## Problem to solve
Reproduce, word for word, the passage of the article below on the Alzheimer's gene therapy trial, starting with "The injects are" and going on through "over that period.".

## Exercise text
– A team from UC San Diego School of Medicine will conduct a clinical trial to assess the value of a gene therapy to deliver a protein into the brains of people with Alzheimer’s disease.
The protein is called brain-derived neurotrophic factor (BDNF) and is part of a family of growth factors found in the brain and central nervous system that support the survival of existing neurons. These proteins also promote growth and differentiation of new neurons and synapses. BDNF is particularly critical in brain regions susceptible to degeneration in Alzheimer’s.
Previous research done in animal models suggested that BDNF may slow, prevent, or reverse progression of Alzheimer’s disease and brain cell degeneration.
“We found that delivering BDNF to the part of the brain that is affected earliest in Alzheimer’s disease —the entorhinal cortex and hippocampus — was able to reverse the loss of connections and to protect from ongoing cell degeneration,” said Mark Tuszynski, MD, PhD, professor of neuroscience and director of the Translational Neuroscience Institute at UC San Diego School of Medicine. “These benefits were observed in aged rats, aged monkeys and amyloid mice.”
Amyloid mice are genetically engineered to inherit a mutation in the gene encoding the amyloid precursor protein. As a result, they develop amyloid plaques, which are aggregates of misfolded proteins in the brain that are considered a hallmark characteristic of Alzheimer’s.
BDNF is normally produced throughout life in the entorhinal cortex, an important memory center in the brain and one of the first places where the effects of Alzheimer’s usually appear in the form of short-term memory loss. People with Alzheimer’s have decreased levels of BDNF.
However, BDNF is challenging to work with. It’s a large molecule and cannot pass through the blood-brain barrier. To overcome this issue, researchers will use gene therapy in which a harmless adeno-associated virus (AAV2) is modified to carry the BDNF gene and injected directly into targeted regions of the brain. The team hopes that in these regions, AAV2 will prompt production of therapeutic BDNF in nearby cells.
The injects are precisely controlled to contain exposure to surrounding degenerating neurons since freely circulating BDNF can cause adverse effects like seizures.
The three-year long trial will recruit 12 participants with either diagnosed Alzheimer’s or mild cognitive impairment to receive AAV2-BDNF treatment, with another 12 individuals serving as comparative controls over that period.
This is the first safety and efficacy assessment of AAV2-BDNF in humans. A previous gene therapy trial from 2001 to 2012 using AAV2 and a different protein called nerve growth factor (NGF) found heightened growth, axonal sprouting, and activation of functional markers in the brains of participants.

## Entries shown
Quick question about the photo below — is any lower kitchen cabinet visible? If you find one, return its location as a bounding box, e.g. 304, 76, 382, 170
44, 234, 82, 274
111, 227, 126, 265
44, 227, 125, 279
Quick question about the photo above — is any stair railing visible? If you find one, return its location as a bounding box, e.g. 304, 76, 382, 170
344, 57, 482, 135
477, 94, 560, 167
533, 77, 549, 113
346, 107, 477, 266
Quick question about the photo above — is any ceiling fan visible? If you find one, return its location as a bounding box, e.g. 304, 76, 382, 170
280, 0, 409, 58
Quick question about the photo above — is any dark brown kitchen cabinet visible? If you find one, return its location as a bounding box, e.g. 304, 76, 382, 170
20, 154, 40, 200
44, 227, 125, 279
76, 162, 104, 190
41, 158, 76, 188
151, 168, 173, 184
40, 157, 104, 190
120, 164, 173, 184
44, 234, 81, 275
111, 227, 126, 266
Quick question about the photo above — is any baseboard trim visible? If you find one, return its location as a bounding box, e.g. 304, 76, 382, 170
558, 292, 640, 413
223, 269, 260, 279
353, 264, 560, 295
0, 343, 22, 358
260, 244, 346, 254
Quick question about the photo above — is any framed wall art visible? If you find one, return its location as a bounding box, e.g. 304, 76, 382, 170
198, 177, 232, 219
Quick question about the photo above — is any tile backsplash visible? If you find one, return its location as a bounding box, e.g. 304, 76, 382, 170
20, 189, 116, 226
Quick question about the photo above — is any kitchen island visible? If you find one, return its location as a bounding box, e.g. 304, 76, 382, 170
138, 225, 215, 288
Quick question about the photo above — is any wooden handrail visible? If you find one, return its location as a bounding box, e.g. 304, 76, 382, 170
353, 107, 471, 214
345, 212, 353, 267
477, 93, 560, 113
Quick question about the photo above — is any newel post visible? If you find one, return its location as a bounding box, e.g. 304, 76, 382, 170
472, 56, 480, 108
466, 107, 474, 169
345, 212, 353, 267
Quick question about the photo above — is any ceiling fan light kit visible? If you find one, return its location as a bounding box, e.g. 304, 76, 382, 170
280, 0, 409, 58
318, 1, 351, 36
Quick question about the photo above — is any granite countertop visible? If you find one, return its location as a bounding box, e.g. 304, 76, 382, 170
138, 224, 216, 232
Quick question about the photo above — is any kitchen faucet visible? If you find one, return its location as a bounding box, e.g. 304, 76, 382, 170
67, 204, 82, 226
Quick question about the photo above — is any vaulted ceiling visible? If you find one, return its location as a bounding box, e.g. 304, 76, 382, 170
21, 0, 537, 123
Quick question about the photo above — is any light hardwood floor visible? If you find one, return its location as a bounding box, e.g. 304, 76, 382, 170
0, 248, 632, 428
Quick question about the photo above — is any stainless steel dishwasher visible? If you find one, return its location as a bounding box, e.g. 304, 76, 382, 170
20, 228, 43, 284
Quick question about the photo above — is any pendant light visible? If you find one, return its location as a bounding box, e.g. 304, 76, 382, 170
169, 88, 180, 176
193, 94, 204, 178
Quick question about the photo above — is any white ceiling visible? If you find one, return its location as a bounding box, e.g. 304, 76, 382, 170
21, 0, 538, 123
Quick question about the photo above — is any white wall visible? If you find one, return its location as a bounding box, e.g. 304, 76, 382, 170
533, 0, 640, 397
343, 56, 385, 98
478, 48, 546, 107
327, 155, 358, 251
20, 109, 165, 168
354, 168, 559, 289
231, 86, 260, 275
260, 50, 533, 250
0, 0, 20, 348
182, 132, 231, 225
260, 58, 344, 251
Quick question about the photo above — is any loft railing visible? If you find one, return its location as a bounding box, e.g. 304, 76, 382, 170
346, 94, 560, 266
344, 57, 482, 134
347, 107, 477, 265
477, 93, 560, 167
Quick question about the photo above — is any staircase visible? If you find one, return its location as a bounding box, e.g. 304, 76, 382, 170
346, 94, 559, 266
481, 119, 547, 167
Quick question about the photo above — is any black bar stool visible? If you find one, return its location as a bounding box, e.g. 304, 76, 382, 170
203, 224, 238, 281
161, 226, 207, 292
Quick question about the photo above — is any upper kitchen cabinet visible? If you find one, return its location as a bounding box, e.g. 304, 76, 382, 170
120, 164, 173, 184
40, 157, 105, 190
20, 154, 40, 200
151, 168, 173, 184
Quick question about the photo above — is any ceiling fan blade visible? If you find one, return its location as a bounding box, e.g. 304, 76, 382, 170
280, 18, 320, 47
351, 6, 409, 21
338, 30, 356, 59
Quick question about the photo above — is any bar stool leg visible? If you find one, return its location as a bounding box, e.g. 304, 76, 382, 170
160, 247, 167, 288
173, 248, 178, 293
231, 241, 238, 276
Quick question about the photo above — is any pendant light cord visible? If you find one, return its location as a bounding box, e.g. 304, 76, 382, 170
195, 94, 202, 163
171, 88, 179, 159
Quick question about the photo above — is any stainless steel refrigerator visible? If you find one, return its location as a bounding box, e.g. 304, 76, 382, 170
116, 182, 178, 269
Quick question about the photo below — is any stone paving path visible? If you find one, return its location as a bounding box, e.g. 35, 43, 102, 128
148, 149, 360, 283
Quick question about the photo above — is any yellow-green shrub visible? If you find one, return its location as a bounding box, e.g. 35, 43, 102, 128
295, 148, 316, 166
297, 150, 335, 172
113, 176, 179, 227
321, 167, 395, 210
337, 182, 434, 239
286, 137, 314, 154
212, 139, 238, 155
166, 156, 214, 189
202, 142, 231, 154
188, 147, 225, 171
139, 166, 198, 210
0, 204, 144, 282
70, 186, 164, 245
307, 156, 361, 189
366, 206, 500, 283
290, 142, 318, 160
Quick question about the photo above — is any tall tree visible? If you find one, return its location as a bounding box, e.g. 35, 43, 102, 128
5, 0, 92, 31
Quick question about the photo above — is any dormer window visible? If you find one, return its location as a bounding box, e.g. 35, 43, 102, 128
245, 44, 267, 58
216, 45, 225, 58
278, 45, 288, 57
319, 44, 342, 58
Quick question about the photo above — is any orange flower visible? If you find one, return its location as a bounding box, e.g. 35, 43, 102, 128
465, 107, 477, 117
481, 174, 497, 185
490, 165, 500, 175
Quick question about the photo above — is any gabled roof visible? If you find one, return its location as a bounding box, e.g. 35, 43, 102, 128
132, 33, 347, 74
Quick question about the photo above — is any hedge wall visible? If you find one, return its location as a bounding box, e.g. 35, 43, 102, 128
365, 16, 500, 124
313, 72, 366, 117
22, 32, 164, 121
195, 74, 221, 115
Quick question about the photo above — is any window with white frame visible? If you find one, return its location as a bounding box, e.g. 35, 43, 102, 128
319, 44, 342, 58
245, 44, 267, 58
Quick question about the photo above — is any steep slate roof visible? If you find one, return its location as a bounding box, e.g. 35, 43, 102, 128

## Output of the exercise
The injects are precisely controlled to contain exposure to surrounding degenerating neurons since freely circulating BDNF can cause adverse effects like seizures.
The three-year long trial will recruit 12 participants with either diagnosed Alzheimer’s or mild cognitive impairment to receive AAV2-BDNF treatment, with another 12 individuals serving as comparative controls over that period.